**TASK**
Beneath this instruction is a block of data; output from it exactly the lines that run from the one containing "Look at the photo above. For every instance of the woman" through the one containing "reading rape, imagine", inclusive.

(Collected data entries)
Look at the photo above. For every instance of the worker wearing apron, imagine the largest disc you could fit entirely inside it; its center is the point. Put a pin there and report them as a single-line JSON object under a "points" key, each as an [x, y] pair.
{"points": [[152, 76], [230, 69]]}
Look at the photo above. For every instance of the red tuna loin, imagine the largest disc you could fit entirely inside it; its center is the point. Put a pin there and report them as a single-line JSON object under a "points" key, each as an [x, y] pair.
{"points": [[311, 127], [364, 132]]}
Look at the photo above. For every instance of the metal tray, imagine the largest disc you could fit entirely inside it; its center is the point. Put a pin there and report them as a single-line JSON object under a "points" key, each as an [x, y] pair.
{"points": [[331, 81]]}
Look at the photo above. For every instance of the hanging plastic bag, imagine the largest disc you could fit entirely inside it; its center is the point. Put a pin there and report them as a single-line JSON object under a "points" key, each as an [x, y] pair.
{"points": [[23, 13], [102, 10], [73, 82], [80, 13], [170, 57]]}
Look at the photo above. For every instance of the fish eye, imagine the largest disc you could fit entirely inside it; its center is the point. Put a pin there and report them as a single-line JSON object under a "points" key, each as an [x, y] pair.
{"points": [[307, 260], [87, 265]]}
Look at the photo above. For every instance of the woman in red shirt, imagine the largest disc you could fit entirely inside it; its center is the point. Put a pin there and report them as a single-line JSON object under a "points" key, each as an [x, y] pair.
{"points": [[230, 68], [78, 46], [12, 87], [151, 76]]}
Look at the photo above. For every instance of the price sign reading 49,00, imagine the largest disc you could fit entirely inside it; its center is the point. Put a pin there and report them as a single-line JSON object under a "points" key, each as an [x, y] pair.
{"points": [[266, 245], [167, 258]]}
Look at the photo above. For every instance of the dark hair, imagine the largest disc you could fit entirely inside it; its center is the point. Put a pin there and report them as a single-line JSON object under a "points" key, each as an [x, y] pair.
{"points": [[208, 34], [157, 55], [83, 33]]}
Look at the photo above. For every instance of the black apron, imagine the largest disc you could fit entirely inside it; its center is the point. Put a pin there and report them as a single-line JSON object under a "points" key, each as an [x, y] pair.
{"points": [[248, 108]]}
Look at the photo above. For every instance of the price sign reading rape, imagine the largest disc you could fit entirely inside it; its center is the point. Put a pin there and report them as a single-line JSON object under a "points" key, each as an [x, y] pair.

* * *

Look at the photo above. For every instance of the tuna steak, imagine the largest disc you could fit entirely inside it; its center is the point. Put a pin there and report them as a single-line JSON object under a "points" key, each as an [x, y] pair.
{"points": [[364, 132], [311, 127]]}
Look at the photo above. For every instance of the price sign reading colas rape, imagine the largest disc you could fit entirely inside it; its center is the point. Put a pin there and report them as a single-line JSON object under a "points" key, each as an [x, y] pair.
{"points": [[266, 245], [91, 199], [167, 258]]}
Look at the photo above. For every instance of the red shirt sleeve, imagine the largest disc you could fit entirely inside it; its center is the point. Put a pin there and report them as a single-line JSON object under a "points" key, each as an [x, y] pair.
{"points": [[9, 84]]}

**TASK ANSWER**
Look at the photo above. For every instance of the woman in red shirt, imagine the largest disc you could fit entirely inside it; its center is the point. Put a pin there and report them as a single-line JSON object under a "points" key, each as an [x, y] pair.
{"points": [[230, 68], [78, 46], [12, 87], [151, 76]]}
Look at the photo above. For every instance of the price sign reading 49,00, imagine the largest disc you could fit entirely inside it; its center is the point. Put a pin there and report them as a single-line JSON object under a "points" key, each as an [x, y] pair.
{"points": [[266, 245], [167, 258]]}
Look at the photo above. For every instance of the dark hair, imagine the largest disc you could fit entirely inside it; its center is the point. Put a pin there and report them as a single-line JSON object under a "points" key, each as an [x, y] pair.
{"points": [[208, 34], [157, 55], [83, 33]]}
Look at the photo above. For every instance of the black apron, imagine the largest disc you could fit entirely inside it; its center is the point. Put a pin there and report them as a single-line JSON object under a "points" key, each as an [x, y] pair.
{"points": [[248, 108]]}
Look at the photo above. For every instance of the price sign reading rape, imagine the largest disc you could fit entirely inside it; its center is the point. Put a pin there and report them as a single-line JSON object under a "points" key, each as an [x, y] pair.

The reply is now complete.